In the records, rewrite the stretch from the line containing "Draw the outline of every instance of the plain" through the line containing "Please outline every instance of the plain", switching "brown" to "gray" and leaving everything else unchanged. Return only those lines.

"""

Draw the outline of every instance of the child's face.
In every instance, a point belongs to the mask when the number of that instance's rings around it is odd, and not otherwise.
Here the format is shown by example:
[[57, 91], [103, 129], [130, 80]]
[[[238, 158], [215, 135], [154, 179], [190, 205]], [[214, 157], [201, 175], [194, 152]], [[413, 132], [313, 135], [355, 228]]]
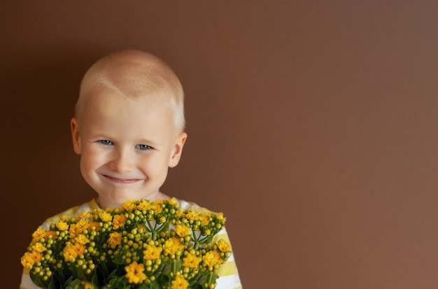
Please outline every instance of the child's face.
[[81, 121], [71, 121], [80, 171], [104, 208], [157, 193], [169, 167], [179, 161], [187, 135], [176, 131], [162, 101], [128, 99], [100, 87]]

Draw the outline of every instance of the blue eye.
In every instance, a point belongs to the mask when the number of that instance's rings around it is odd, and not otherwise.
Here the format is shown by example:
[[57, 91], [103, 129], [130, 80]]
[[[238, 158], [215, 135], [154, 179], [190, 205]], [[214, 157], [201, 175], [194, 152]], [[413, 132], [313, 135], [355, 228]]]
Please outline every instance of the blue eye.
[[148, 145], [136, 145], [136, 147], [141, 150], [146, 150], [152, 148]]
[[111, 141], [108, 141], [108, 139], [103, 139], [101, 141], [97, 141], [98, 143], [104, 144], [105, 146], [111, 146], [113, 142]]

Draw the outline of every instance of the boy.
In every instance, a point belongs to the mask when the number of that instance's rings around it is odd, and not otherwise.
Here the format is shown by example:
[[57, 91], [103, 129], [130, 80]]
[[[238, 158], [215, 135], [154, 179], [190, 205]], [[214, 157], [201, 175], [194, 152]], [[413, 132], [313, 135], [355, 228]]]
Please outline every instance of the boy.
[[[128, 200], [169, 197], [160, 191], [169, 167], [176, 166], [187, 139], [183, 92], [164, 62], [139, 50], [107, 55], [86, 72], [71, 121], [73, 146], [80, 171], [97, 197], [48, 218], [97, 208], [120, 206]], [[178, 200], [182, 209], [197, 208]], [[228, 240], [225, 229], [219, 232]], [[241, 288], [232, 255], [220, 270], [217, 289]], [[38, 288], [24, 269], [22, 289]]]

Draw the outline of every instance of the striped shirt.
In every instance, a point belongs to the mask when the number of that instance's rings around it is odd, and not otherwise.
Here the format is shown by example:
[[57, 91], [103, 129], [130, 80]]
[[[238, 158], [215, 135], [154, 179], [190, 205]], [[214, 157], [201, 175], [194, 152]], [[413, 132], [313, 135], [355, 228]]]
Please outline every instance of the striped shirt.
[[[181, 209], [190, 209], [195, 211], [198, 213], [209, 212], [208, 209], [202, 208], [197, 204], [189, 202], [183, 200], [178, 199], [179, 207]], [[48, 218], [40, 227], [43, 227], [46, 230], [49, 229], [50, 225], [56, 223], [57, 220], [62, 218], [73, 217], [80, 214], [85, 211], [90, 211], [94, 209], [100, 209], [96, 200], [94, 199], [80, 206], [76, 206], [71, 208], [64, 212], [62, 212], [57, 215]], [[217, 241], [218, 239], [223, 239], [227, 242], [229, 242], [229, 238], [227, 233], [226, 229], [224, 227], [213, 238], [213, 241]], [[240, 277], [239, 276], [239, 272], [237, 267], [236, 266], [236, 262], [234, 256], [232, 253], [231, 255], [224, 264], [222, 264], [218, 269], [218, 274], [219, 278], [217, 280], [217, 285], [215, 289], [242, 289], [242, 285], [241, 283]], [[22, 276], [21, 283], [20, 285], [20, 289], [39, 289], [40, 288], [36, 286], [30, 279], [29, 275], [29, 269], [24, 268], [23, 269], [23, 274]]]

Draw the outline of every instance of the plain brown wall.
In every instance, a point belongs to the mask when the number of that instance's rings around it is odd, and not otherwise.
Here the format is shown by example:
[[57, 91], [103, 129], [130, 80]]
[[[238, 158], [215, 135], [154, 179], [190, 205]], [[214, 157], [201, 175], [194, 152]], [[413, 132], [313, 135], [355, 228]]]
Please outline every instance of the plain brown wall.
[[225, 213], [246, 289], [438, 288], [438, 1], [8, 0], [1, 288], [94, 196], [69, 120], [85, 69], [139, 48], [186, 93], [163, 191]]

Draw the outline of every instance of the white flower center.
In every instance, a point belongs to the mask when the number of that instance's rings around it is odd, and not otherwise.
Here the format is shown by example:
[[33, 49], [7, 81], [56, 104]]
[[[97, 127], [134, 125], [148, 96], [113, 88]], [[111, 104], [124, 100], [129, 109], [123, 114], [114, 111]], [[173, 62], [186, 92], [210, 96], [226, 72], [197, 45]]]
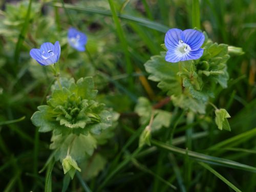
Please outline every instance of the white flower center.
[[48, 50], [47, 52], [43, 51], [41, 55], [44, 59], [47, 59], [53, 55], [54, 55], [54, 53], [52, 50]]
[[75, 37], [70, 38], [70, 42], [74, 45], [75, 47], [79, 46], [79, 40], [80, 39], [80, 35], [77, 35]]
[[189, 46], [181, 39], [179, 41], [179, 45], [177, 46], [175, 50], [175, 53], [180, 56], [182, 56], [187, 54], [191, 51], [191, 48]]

"""

Reply »
Draw the outline of every instance of the plain gray wall.
In every instance, a point belongs to the mask when the number of that instance's rings around it is odd, and not otherwise.
Here the format is shown by example:
[[57, 91], [103, 129], [130, 80]]
[[[238, 158], [215, 135], [154, 179], [190, 205]], [[214, 157], [201, 175], [194, 152]], [[413, 132], [313, 135], [355, 228]]]
Please outline every instance of the plain gray wall.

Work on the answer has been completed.